RECORDS SHOWN —
▶
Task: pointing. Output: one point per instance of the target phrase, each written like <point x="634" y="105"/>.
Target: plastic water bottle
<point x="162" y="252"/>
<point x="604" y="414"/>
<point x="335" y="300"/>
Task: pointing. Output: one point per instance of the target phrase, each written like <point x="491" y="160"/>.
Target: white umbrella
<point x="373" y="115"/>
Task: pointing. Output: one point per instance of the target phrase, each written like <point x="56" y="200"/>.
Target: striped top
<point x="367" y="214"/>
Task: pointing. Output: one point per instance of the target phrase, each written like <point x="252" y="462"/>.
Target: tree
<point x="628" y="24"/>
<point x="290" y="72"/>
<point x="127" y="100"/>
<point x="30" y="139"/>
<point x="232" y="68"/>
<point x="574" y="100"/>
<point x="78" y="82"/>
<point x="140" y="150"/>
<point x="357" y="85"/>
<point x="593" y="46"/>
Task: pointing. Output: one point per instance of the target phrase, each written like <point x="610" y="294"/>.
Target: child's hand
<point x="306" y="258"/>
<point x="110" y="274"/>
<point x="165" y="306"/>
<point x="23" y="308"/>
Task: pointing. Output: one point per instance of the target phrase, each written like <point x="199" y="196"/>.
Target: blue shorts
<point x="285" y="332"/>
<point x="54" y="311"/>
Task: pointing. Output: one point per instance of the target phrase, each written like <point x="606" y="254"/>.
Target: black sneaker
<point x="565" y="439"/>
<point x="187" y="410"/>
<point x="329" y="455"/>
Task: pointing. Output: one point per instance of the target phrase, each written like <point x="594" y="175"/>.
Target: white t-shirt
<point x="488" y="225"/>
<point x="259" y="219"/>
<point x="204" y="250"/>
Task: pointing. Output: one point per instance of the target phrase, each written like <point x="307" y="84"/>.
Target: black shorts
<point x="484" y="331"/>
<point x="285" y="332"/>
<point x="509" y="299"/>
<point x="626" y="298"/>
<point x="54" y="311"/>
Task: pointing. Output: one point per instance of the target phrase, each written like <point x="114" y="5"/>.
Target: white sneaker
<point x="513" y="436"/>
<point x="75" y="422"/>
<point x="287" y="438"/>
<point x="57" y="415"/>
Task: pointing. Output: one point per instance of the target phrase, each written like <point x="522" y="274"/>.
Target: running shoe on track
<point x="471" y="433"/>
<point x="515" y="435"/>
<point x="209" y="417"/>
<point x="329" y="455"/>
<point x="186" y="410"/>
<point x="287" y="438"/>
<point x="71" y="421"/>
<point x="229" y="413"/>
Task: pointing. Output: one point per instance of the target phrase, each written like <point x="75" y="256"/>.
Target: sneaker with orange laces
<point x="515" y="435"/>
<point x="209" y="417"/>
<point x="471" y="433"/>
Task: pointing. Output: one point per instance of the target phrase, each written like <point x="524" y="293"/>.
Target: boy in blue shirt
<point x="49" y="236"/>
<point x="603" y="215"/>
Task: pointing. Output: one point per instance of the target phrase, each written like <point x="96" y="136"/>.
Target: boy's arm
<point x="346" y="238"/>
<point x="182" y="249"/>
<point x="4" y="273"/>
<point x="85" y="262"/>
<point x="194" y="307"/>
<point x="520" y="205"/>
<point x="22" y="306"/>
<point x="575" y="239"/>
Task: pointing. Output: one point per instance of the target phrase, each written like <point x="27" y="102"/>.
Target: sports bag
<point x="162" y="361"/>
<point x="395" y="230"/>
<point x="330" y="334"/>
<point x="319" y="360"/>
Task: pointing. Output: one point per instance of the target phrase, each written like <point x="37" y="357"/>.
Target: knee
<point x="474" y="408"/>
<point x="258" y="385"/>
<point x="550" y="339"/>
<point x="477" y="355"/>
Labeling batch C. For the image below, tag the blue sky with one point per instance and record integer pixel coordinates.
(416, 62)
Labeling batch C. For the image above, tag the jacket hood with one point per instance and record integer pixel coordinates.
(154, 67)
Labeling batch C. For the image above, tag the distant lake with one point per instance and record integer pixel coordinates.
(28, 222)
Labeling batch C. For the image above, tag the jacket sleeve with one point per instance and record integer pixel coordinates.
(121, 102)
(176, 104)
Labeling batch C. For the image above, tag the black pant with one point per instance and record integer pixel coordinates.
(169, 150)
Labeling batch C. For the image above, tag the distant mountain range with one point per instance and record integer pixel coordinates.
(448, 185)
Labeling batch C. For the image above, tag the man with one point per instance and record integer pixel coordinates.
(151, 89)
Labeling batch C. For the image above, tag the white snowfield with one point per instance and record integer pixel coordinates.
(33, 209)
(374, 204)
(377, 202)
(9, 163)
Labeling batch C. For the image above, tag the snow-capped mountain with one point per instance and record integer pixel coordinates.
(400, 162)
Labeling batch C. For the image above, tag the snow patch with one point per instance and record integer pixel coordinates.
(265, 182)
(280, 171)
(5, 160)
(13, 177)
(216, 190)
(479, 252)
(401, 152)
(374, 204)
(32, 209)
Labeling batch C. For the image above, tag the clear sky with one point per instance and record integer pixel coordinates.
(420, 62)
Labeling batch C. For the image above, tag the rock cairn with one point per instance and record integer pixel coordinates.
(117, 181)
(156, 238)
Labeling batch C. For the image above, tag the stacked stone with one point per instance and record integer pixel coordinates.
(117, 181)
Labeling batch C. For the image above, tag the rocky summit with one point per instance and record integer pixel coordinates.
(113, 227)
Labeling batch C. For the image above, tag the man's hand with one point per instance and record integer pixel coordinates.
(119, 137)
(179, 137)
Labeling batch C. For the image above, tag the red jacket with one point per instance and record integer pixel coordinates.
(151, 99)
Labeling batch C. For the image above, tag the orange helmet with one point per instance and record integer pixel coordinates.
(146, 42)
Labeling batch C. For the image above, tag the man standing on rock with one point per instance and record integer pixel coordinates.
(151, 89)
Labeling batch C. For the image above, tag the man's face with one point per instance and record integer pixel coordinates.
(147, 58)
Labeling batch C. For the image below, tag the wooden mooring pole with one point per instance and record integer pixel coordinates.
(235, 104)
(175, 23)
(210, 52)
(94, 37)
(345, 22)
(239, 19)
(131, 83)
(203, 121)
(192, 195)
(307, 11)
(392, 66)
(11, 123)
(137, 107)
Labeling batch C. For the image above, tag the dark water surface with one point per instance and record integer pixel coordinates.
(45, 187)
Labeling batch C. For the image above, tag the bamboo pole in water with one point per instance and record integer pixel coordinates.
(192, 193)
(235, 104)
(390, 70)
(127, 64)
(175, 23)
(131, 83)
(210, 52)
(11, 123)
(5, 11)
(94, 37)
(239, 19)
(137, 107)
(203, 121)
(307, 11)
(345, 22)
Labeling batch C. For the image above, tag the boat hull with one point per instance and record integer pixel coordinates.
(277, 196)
◀
PROBLEM DETAILS —
From the line holding "Labeling batch C. For the image above, tag the red" to the last line of the records, quote each line exactly and add nothing.

SOLUTION TO THIS EXERCISE —
Labeling batch C. For the image above, tag the red jacket with one point per instance and record integer pixel coordinates.
(151, 99)
Labeling batch C. For the image above, tag the orange helmet with one point per instance and record integer pixel coordinates.
(146, 42)
Labeling batch C. For the image above, tag the man standing on rock with one point per instance and record integer pixel coordinates.
(151, 89)
Labeling batch C. For the image above, tag the man's face with one point per instance and record integer pixel coordinates.
(147, 58)
Labeling batch C. For the image below, tag the wooden mooring pole with one point per instance and record integer pixel coordinates.
(235, 104)
(175, 23)
(210, 52)
(94, 37)
(345, 22)
(239, 19)
(131, 83)
(203, 121)
(192, 195)
(307, 11)
(392, 66)
(11, 123)
(137, 107)
Labeling batch C. For the image above, tag the dark water surface with one point per instance and record integer pixel coordinates.
(45, 187)
Labeling batch C. For the image above, tag the bamboo pole in water with one point per instance and record integer pixel coordinates.
(192, 193)
(235, 104)
(390, 70)
(127, 64)
(175, 23)
(131, 83)
(210, 52)
(11, 123)
(5, 11)
(94, 37)
(239, 19)
(137, 107)
(203, 121)
(307, 11)
(345, 22)
Labeling batch C. For the image above, tag the boat hull with one point per instance and record integer pixel coordinates.
(277, 196)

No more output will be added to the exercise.